Please pull out the lines of the records below, beginning at the line that has "like [[46, 126]]." and stopping after the line that has "108], [451, 126]]", and repeat them unchanged.

Listed entries.
◆ ◆ ◆ ◆ ◆ ◆ ◆

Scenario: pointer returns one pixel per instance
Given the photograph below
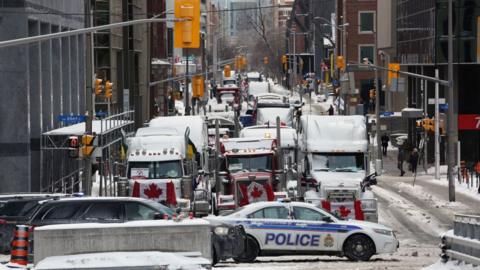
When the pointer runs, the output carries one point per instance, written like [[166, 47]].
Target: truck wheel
[[359, 247], [214, 257], [251, 251]]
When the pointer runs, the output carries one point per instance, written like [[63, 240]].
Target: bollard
[[19, 253]]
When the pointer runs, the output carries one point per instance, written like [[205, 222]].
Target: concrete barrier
[[144, 260], [156, 235]]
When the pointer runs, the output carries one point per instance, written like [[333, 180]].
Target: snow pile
[[451, 265], [130, 224], [123, 259], [429, 224]]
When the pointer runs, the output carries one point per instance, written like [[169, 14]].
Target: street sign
[[335, 83], [431, 101], [443, 107], [71, 119]]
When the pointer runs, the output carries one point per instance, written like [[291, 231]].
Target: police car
[[296, 228]]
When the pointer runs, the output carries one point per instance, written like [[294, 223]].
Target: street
[[418, 214]]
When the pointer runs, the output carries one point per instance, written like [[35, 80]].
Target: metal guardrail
[[463, 242]]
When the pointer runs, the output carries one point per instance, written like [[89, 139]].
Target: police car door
[[312, 233], [269, 226]]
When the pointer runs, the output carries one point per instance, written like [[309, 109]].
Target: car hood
[[335, 179], [363, 224]]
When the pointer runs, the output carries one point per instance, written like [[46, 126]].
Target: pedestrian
[[401, 159], [414, 160], [331, 110], [385, 139]]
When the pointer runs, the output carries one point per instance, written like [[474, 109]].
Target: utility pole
[[89, 96], [344, 50], [437, 129], [187, 101], [377, 108], [451, 126]]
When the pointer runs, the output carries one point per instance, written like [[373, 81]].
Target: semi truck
[[248, 172], [171, 154], [333, 152]]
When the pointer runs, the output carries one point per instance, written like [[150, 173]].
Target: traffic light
[[197, 91], [98, 86], [187, 31], [340, 63], [73, 146], [227, 71], [108, 89], [393, 69], [87, 145], [243, 61]]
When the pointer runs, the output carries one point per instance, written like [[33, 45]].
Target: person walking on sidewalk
[[401, 159], [385, 141], [414, 160]]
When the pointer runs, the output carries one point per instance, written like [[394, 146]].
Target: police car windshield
[[338, 162], [254, 163], [155, 169]]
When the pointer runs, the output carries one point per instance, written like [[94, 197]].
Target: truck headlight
[[369, 205], [382, 231], [221, 230]]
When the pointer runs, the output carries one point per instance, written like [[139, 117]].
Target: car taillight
[[358, 210], [326, 205], [308, 182]]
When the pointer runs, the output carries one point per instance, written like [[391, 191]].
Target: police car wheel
[[251, 252], [214, 257], [359, 248]]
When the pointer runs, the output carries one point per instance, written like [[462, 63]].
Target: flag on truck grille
[[155, 190], [255, 192]]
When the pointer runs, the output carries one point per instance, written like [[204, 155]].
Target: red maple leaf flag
[[256, 193], [344, 212], [153, 191]]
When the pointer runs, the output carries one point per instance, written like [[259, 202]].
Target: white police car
[[296, 228]]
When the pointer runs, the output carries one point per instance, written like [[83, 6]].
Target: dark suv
[[18, 209], [228, 241], [97, 210]]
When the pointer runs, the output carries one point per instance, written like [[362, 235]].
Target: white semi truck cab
[[335, 165]]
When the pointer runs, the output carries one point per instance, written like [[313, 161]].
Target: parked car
[[18, 209], [228, 241]]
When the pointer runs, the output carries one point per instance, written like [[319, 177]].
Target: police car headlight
[[384, 232], [221, 230]]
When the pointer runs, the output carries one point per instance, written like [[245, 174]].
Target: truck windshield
[[155, 169], [252, 163], [338, 162]]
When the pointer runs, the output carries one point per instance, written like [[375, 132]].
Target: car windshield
[[338, 162], [160, 208], [155, 169], [18, 208], [252, 163]]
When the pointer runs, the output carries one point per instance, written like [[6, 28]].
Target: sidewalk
[[426, 187]]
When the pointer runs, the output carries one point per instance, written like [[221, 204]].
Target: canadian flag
[[153, 190], [255, 192]]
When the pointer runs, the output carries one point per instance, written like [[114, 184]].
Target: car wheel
[[251, 251], [359, 247], [214, 257]]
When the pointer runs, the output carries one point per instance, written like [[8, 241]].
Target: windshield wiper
[[344, 170]]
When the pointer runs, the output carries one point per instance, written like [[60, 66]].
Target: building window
[[366, 51], [366, 22]]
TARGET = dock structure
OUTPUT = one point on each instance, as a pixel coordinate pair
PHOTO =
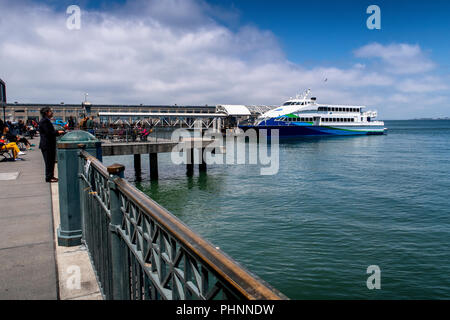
(130, 246)
(27, 252)
(152, 148)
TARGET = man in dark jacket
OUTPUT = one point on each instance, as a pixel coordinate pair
(47, 144)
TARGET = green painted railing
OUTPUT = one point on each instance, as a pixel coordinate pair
(140, 251)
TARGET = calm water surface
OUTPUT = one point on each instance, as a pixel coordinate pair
(336, 206)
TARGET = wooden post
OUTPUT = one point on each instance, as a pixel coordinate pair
(137, 167)
(202, 164)
(153, 166)
(190, 162)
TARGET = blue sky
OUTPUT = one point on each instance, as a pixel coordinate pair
(224, 51)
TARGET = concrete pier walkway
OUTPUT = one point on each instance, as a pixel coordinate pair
(27, 249)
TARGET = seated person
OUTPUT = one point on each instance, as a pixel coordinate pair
(11, 146)
(13, 138)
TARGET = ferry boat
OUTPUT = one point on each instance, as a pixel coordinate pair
(303, 116)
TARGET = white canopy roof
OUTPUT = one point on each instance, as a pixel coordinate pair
(233, 110)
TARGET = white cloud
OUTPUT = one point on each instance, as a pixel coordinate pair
(399, 58)
(148, 52)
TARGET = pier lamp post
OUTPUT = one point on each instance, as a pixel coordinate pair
(3, 98)
(86, 105)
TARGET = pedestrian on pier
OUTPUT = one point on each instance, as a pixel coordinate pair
(47, 144)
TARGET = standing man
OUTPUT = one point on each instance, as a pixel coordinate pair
(47, 144)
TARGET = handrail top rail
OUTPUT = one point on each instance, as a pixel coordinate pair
(248, 284)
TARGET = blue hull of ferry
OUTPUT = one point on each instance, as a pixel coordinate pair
(300, 131)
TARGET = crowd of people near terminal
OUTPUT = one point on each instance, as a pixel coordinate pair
(15, 136)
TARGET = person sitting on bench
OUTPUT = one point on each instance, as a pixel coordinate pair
(17, 139)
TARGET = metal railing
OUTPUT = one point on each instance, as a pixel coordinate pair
(139, 250)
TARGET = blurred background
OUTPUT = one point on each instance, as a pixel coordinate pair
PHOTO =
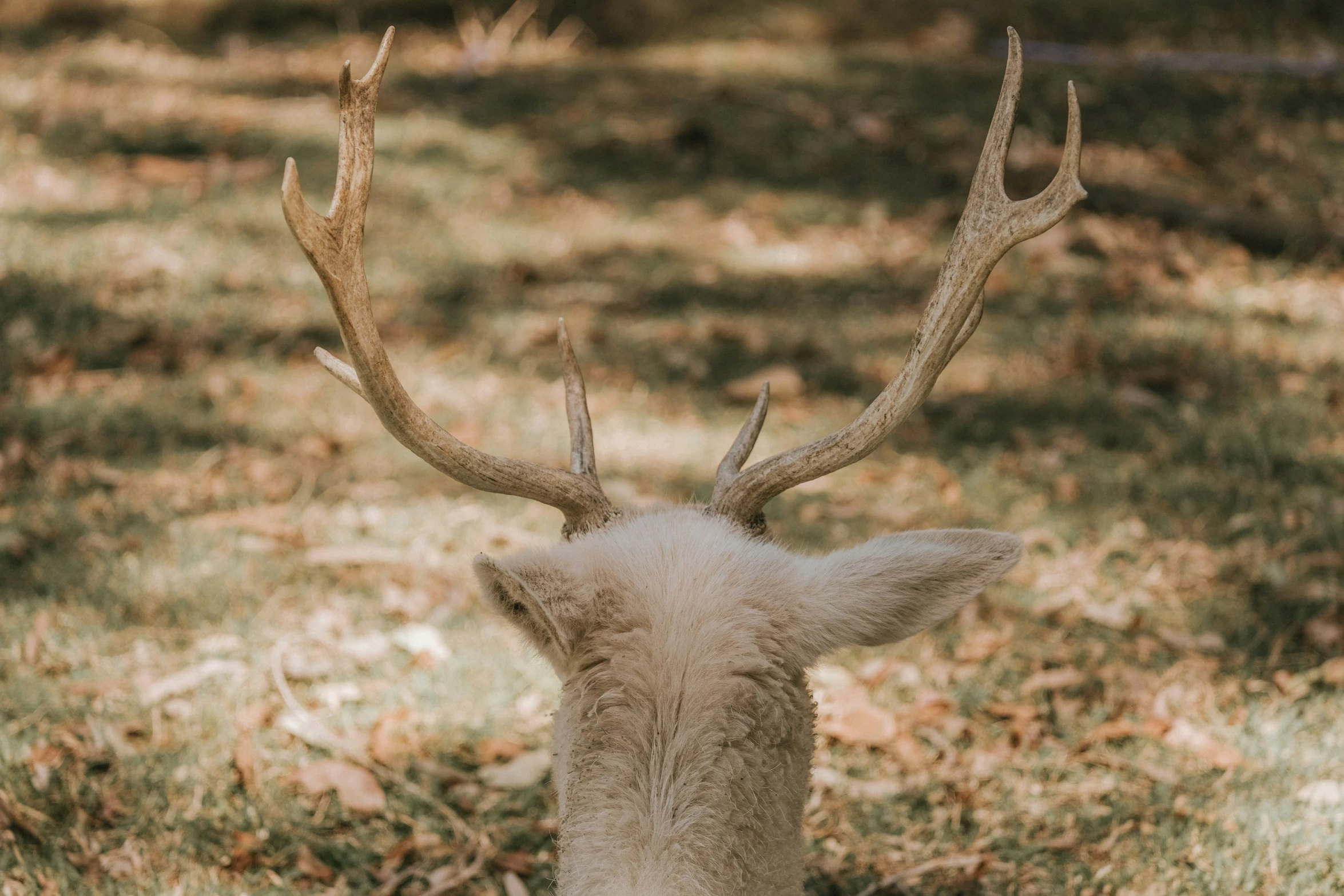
(240, 647)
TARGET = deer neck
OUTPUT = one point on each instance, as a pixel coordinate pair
(682, 767)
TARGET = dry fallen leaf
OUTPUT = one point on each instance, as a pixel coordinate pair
(393, 736)
(1108, 731)
(255, 716)
(245, 762)
(858, 723)
(123, 863)
(358, 789)
(1019, 711)
(19, 817)
(524, 770)
(1326, 632)
(495, 748)
(520, 864)
(1053, 679)
(1333, 672)
(190, 679)
(514, 886)
(1183, 735)
(421, 640)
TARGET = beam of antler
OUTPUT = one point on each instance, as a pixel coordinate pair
(333, 245)
(989, 226)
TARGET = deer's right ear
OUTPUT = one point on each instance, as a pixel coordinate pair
(900, 585)
(508, 593)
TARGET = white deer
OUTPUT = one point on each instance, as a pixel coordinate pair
(682, 635)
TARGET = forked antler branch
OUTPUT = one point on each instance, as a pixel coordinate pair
(989, 226)
(333, 244)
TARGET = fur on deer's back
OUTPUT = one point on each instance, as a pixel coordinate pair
(685, 732)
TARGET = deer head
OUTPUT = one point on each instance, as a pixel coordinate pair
(682, 635)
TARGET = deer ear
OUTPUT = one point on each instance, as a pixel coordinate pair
(508, 593)
(900, 585)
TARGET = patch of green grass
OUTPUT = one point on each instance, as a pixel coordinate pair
(1159, 414)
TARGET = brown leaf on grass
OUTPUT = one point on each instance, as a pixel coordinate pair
(495, 748)
(524, 770)
(1054, 679)
(520, 864)
(909, 752)
(37, 639)
(1333, 672)
(1108, 731)
(1183, 735)
(313, 867)
(123, 863)
(1018, 711)
(1155, 727)
(244, 855)
(929, 708)
(190, 679)
(859, 724)
(246, 762)
(392, 736)
(514, 886)
(1292, 687)
(1065, 841)
(359, 791)
(15, 816)
(846, 712)
(255, 716)
(43, 759)
(1326, 632)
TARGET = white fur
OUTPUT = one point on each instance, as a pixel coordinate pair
(685, 736)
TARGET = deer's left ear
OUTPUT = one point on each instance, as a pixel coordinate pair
(900, 585)
(508, 591)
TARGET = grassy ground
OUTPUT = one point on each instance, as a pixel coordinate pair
(1135, 711)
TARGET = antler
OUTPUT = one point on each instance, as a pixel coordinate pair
(333, 245)
(989, 226)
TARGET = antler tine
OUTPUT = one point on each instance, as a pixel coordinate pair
(989, 226)
(741, 451)
(333, 245)
(582, 452)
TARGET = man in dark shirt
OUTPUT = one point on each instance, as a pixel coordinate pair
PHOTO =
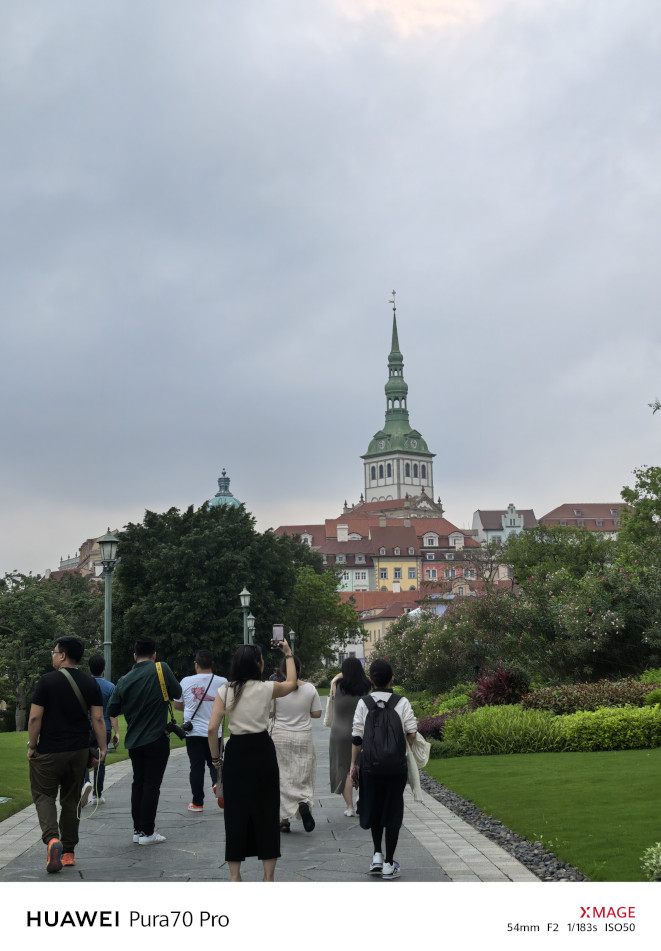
(58, 747)
(139, 696)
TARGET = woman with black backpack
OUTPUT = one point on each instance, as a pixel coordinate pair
(382, 725)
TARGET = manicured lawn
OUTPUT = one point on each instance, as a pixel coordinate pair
(596, 811)
(14, 779)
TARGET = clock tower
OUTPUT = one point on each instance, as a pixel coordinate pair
(397, 462)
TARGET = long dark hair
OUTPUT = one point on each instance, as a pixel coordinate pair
(353, 682)
(245, 666)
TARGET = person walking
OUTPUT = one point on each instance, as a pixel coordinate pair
(297, 760)
(250, 768)
(97, 667)
(58, 748)
(198, 693)
(346, 690)
(139, 695)
(378, 765)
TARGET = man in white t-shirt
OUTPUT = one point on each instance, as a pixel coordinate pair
(197, 697)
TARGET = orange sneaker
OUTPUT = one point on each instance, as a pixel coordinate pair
(54, 856)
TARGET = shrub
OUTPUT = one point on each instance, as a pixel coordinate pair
(575, 697)
(651, 862)
(651, 676)
(611, 728)
(502, 688)
(502, 729)
(651, 698)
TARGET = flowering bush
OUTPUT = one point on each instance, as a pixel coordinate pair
(651, 862)
(500, 688)
(575, 697)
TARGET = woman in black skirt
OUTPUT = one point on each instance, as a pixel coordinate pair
(251, 782)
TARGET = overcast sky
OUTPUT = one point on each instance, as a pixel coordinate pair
(205, 206)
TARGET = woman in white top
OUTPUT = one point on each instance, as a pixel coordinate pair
(250, 768)
(297, 760)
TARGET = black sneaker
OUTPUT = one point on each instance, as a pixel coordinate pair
(306, 816)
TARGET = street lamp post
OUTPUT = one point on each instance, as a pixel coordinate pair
(108, 548)
(244, 598)
(251, 628)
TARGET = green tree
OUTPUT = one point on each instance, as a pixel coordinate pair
(179, 581)
(29, 626)
(321, 621)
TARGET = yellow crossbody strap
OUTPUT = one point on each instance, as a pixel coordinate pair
(164, 689)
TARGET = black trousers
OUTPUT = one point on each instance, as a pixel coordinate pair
(199, 755)
(149, 762)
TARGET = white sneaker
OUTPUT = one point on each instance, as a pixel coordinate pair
(151, 839)
(390, 871)
(85, 794)
(377, 864)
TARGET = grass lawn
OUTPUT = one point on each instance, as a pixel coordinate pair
(14, 778)
(596, 811)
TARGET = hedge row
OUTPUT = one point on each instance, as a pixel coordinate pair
(510, 729)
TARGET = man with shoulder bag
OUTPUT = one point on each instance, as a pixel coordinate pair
(143, 696)
(198, 694)
(59, 749)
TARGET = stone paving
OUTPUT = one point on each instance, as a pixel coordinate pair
(435, 845)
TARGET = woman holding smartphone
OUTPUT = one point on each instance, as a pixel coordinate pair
(250, 770)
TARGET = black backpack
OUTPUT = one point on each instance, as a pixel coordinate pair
(384, 743)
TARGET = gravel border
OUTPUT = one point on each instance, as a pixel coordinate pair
(533, 855)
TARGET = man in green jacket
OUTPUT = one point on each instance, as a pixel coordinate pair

◆ ◆ ◆ ◆ ◆ ◆ ◆

Answer in full.
When the pointer runs, the output carries one point per instance, written like [[46, 126]].
Target: pedestrian
[[401, 159], [414, 160], [331, 110], [385, 139]]
When the pointer runs, the output carries one point per instance, written like [[474, 109]].
Target: utility pole
[[89, 96], [344, 50], [437, 129], [187, 101], [377, 108], [451, 126]]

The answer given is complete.